Lines before the one containing "Note: one point per instance of the green foliage, never" are left out; copy that line and every later line through the end of the data exactly.
Record excerpts below:
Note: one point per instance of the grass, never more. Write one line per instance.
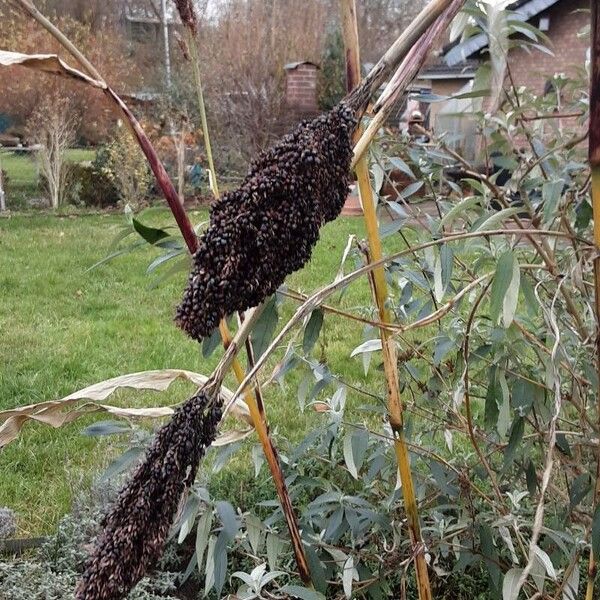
(22, 173)
(64, 328)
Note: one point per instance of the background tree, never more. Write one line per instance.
(52, 128)
(332, 76)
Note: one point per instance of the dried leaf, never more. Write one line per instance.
(57, 413)
(48, 63)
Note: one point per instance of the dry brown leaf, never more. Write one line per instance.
(60, 412)
(47, 63)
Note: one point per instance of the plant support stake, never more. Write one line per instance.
(390, 360)
(253, 398)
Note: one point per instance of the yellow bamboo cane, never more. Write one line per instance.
(390, 362)
(252, 398)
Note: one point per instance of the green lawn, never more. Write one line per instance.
(22, 173)
(64, 328)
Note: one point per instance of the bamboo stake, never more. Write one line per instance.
(390, 360)
(594, 158)
(405, 73)
(187, 230)
(253, 398)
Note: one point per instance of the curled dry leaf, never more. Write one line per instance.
(48, 63)
(57, 413)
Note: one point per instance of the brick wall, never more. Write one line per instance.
(533, 69)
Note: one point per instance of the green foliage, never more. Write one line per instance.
(52, 572)
(331, 83)
(122, 163)
(492, 308)
(89, 186)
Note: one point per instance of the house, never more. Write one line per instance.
End of Record excerpts.
▶ **Result below**
Note: one point per instance of the green foliage, never more. Write one line per instance.
(52, 572)
(331, 83)
(122, 163)
(492, 308)
(89, 186)
Note: one point per instance of the house, never more. Write one line per instance.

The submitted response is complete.